- [ASSIGNED TASK] Each record should be reproduced exactly.

- [SUPPLIED MATERIAL]
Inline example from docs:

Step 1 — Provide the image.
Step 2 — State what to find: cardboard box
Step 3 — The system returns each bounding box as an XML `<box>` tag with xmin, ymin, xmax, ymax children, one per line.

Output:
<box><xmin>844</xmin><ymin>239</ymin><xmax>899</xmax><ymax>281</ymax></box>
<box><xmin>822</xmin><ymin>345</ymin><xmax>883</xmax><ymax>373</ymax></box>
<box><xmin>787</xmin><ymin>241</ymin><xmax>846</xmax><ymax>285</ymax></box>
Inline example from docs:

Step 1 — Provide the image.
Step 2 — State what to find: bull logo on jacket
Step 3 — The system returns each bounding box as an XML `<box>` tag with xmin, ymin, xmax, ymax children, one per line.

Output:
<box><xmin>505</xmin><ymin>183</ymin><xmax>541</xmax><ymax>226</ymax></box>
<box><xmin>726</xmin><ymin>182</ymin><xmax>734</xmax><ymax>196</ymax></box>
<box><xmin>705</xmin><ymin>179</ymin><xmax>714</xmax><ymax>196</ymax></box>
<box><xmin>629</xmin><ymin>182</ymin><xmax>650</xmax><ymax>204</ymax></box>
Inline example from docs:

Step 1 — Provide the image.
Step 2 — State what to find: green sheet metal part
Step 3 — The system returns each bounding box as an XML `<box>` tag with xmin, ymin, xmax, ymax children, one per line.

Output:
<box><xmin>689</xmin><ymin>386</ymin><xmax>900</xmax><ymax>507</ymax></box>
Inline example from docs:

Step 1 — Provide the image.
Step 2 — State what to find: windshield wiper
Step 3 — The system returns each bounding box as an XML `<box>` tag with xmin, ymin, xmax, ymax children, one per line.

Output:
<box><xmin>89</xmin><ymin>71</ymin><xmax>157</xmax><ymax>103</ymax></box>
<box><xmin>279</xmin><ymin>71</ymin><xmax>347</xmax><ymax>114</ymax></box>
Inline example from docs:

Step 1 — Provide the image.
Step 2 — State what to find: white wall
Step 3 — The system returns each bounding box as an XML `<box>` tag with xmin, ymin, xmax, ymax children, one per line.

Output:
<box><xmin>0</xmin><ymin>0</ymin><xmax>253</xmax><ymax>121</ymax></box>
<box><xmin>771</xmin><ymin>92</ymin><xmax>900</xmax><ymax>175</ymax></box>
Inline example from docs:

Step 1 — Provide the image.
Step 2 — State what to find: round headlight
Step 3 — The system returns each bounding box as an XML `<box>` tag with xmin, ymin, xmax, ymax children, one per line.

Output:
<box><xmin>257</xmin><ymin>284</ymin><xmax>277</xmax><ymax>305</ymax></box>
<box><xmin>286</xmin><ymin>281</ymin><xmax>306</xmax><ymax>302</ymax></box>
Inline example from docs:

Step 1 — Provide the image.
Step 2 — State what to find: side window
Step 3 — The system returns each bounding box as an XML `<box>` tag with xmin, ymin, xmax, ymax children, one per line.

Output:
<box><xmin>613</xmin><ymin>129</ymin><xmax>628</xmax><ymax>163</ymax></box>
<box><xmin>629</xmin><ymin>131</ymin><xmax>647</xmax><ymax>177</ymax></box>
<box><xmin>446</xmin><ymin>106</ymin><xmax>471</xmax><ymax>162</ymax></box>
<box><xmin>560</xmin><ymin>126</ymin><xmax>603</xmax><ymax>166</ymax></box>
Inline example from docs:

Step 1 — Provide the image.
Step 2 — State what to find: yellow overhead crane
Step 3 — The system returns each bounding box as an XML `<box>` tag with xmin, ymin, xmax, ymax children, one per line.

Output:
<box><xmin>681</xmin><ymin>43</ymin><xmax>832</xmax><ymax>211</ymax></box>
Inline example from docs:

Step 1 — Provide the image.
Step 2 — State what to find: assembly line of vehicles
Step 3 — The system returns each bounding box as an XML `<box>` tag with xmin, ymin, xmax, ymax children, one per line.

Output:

- [EXERCISE OUTPUT]
Inline example from docs:

Step 1 — Provide the image.
Step 2 — State what to find: cardboard box
Step 3 — The system returns each bounding box as an XML `<box>` tag with xmin, ymin, xmax, ymax children, one per line.

Output:
<box><xmin>844</xmin><ymin>239</ymin><xmax>899</xmax><ymax>281</ymax></box>
<box><xmin>822</xmin><ymin>345</ymin><xmax>883</xmax><ymax>373</ymax></box>
<box><xmin>787</xmin><ymin>241</ymin><xmax>846</xmax><ymax>285</ymax></box>
Inline example from docs:

Step 1 — Provide the image.
Step 2 — State what to find: bull logo on jacket
Step 3 — The system returns each bounding box as an XML `<box>` tag with xmin, ymin, xmax, ymax children, one per line.

Output:
<box><xmin>505</xmin><ymin>183</ymin><xmax>541</xmax><ymax>226</ymax></box>
<box><xmin>726</xmin><ymin>182</ymin><xmax>734</xmax><ymax>196</ymax></box>
<box><xmin>705</xmin><ymin>179</ymin><xmax>714</xmax><ymax>196</ymax></box>
<box><xmin>629</xmin><ymin>182</ymin><xmax>650</xmax><ymax>204</ymax></box>
Inline example from docs:

Step 1 — Provide the image.
Step 2 — State what to find: green sheet metal part
Step 3 — The system returns each bounding box as an XML `<box>` tag with xmin, ymin, xmax, ymax children, one per line.

Output:
<box><xmin>689</xmin><ymin>386</ymin><xmax>900</xmax><ymax>507</ymax></box>
Inline example from docs:

Step 1 — Provide the image.
Step 2 — State what to find: windshield wiper
Step 3 — The system returns each bounding box as an XML `<box>` tag with xmin, ymin, xmax, ymax children, one per line.

Output:
<box><xmin>89</xmin><ymin>71</ymin><xmax>157</xmax><ymax>103</ymax></box>
<box><xmin>279</xmin><ymin>71</ymin><xmax>347</xmax><ymax>114</ymax></box>
Inline example from docs:

Step 1 — Provide the image.
Step 2 — State what to find: white wall
Step 3 — The system returns each bounding box as an XML `<box>` tag with xmin, ymin, xmax, ymax children, one per line.

Output:
<box><xmin>0</xmin><ymin>0</ymin><xmax>253</xmax><ymax>121</ymax></box>
<box><xmin>771</xmin><ymin>92</ymin><xmax>900</xmax><ymax>175</ymax></box>
Inline example from docs:

Step 1 — Provide the image.
Step 2 — State what to find: round headlight
Step 3 — The system returns each bounding box as an XML `<box>` tag with xmin, ymin, xmax, ymax children, one per line.

Output:
<box><xmin>257</xmin><ymin>284</ymin><xmax>277</xmax><ymax>305</ymax></box>
<box><xmin>286</xmin><ymin>281</ymin><xmax>306</xmax><ymax>302</ymax></box>
Inline example from docs:

Step 1 — Provide the image.
Step 2 — State what to find: side window
Step 3 — The system returns each bounding box as an XML `<box>` tag with xmin, ymin, xmax, ymax children, one per line.

Output:
<box><xmin>613</xmin><ymin>129</ymin><xmax>628</xmax><ymax>163</ymax></box>
<box><xmin>629</xmin><ymin>131</ymin><xmax>647</xmax><ymax>177</ymax></box>
<box><xmin>446</xmin><ymin>106</ymin><xmax>471</xmax><ymax>162</ymax></box>
<box><xmin>560</xmin><ymin>126</ymin><xmax>603</xmax><ymax>166</ymax></box>
Inline example from docs:

Step 1 — Provide the image.
Step 2 — State what to find: yellow overhead crane
Step 3 — The system returns each bounding box as an XML `<box>` tag with xmin, ymin, xmax, ymax children, one per line.

Output:
<box><xmin>681</xmin><ymin>43</ymin><xmax>832</xmax><ymax>211</ymax></box>
Inline example from docs:

Step 1 — Provide the image.
Step 2 — State what to find: assembly line of vehicles
Step 3 — The system returns each bounding box as an XML `<box>` tag with xmin, ymin, xmax, ymax children, one per line.

Output:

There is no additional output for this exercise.